• [MATERIAL PROVIDED]
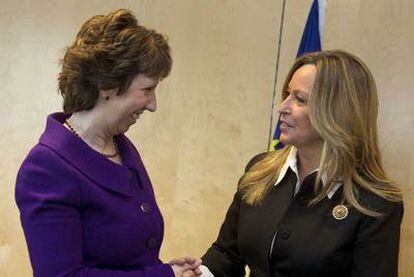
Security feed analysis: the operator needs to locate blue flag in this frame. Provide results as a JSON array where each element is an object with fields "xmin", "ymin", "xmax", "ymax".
[{"xmin": 271, "ymin": 0, "xmax": 325, "ymax": 150}]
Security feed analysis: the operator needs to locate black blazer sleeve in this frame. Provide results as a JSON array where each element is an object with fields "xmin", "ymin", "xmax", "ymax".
[
  {"xmin": 352, "ymin": 198, "xmax": 404, "ymax": 277},
  {"xmin": 202, "ymin": 153, "xmax": 269, "ymax": 277},
  {"xmin": 202, "ymin": 191, "xmax": 246, "ymax": 277}
]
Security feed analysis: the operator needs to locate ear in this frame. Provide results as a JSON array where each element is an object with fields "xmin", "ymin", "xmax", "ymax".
[{"xmin": 99, "ymin": 89, "xmax": 117, "ymax": 100}]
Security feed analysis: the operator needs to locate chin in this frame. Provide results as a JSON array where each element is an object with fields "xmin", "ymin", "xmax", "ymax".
[
  {"xmin": 278, "ymin": 135, "xmax": 290, "ymax": 146},
  {"xmin": 122, "ymin": 126, "xmax": 132, "ymax": 134}
]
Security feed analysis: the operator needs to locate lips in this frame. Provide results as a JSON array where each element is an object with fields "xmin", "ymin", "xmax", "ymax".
[{"xmin": 280, "ymin": 120, "xmax": 293, "ymax": 128}]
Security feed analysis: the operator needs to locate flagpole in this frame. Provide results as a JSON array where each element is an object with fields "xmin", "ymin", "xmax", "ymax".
[{"xmin": 267, "ymin": 0, "xmax": 287, "ymax": 150}]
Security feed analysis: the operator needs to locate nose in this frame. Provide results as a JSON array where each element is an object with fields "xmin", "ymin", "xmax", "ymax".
[
  {"xmin": 277, "ymin": 97, "xmax": 291, "ymax": 115},
  {"xmin": 145, "ymin": 92, "xmax": 157, "ymax": 112}
]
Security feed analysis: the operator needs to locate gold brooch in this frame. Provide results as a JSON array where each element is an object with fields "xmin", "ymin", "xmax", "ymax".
[{"xmin": 332, "ymin": 205, "xmax": 348, "ymax": 220}]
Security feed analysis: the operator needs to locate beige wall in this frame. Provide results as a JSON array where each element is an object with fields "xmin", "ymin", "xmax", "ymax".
[{"xmin": 0, "ymin": 1, "xmax": 412, "ymax": 276}]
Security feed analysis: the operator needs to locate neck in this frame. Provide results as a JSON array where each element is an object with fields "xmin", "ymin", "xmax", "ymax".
[
  {"xmin": 68, "ymin": 110, "xmax": 114, "ymax": 151},
  {"xmin": 296, "ymin": 142, "xmax": 323, "ymax": 183}
]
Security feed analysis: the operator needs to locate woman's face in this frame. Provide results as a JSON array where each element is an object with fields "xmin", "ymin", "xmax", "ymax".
[
  {"xmin": 104, "ymin": 74, "xmax": 159, "ymax": 134},
  {"xmin": 277, "ymin": 64, "xmax": 323, "ymax": 150}
]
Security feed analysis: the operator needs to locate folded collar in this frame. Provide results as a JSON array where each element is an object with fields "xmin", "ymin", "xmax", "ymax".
[
  {"xmin": 274, "ymin": 146, "xmax": 341, "ymax": 199},
  {"xmin": 38, "ymin": 112, "xmax": 140, "ymax": 196}
]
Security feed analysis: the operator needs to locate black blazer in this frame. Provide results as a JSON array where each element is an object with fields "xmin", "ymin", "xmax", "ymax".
[{"xmin": 202, "ymin": 156, "xmax": 403, "ymax": 277}]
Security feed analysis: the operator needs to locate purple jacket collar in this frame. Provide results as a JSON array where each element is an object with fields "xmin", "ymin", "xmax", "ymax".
[{"xmin": 39, "ymin": 112, "xmax": 140, "ymax": 197}]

• [EXERCISE REQUIREMENTS] Give back every entry in its exact wording, leaving the pictures out.

• [TASK SOLUTION]
Security feed analysis: the operator needs to locate blue flag in this frame. Provide results as a JSON array where each element is an object with fields "xmin", "ymin", "xmax", "ymax".
[{"xmin": 271, "ymin": 0, "xmax": 325, "ymax": 150}]
Security feed analysis: the operator needs to locate black blazer sleeve in this frame. Provide results as a JSON array where each element is an object with fields "xmin", "ymin", "xmax", "ymax".
[
  {"xmin": 352, "ymin": 198, "xmax": 404, "ymax": 277},
  {"xmin": 202, "ymin": 153, "xmax": 269, "ymax": 277},
  {"xmin": 202, "ymin": 191, "xmax": 246, "ymax": 277}
]
Security feed analysis: the operator needs to locate ear in this frame. Provide results as a JSON array where each element is an object with fields "xmin", "ymin", "xmax", "ymax".
[{"xmin": 99, "ymin": 89, "xmax": 117, "ymax": 100}]
Security feed analysis: the operator needs to locate chin in this frame. Provide results as a JSON array where each element is an object with fields "xmin", "ymin", "xmax", "ymax".
[
  {"xmin": 278, "ymin": 135, "xmax": 290, "ymax": 146},
  {"xmin": 122, "ymin": 126, "xmax": 132, "ymax": 134}
]
Security feed analysis: the operator needs to locate lips in this frame. Provide results as a JSON array where each element is an object with fields "xmin", "ymin", "xmax", "ymax".
[{"xmin": 280, "ymin": 120, "xmax": 293, "ymax": 128}]
Security feed analysis: the operator needs to locate flagpole in this frame. Provide results as a JSON array where each element is an object with fields "xmin", "ymin", "xmax", "ymax".
[{"xmin": 267, "ymin": 0, "xmax": 287, "ymax": 150}]
Security feed analysis: the operator needs to locate nose in this frame. Provide results as a JSON array where each element is an object with fields "xmin", "ymin", "xmax", "ymax".
[
  {"xmin": 277, "ymin": 97, "xmax": 291, "ymax": 115},
  {"xmin": 145, "ymin": 92, "xmax": 157, "ymax": 112}
]
Security feed analysis: the operator needs to locate gold brooch in this frame. Provide results as a JSON array where each element is an object with fields "xmin", "ymin", "xmax", "ymax".
[{"xmin": 332, "ymin": 205, "xmax": 348, "ymax": 220}]
Security feed analysis: the operator needs to locate beige wall in this frame. Provide results as a JSON array where each element is an object with fields "xmin", "ymin", "xmax", "ymax".
[{"xmin": 0, "ymin": 1, "xmax": 412, "ymax": 276}]
Security feed analysis: the operator needs to locate neck in this frame. Provide results as a JSON array where each element is an object with fields "xmin", "ymin", "xmax", "ymax".
[
  {"xmin": 68, "ymin": 110, "xmax": 114, "ymax": 151},
  {"xmin": 296, "ymin": 142, "xmax": 323, "ymax": 183}
]
Security feed analysis: the operator needs to locate woman's face in this frame. Provide results as a JSON array where each element is an object with fields "xmin", "ymin", "xmax", "ymax".
[
  {"xmin": 104, "ymin": 74, "xmax": 159, "ymax": 134},
  {"xmin": 277, "ymin": 64, "xmax": 323, "ymax": 150}
]
Security feed analysis: the operator needs to locate folded collar in this frame. Provide results as a JSON array where each element is an object with fields "xmin", "ymin", "xmax", "ymax".
[
  {"xmin": 274, "ymin": 146, "xmax": 341, "ymax": 199},
  {"xmin": 38, "ymin": 112, "xmax": 140, "ymax": 196}
]
Security feed analysis: the operator needs to locate black blazer in this frame. Provide results as a JSON array where each element is an object with fields "xmin", "ymin", "xmax", "ymax".
[{"xmin": 202, "ymin": 156, "xmax": 403, "ymax": 277}]
Security feed analysis: the operator needs to locate purple jacket collar in this frame. Provide results as a JSON array where each element is an object with fields "xmin", "ymin", "xmax", "ymax".
[{"xmin": 39, "ymin": 112, "xmax": 140, "ymax": 197}]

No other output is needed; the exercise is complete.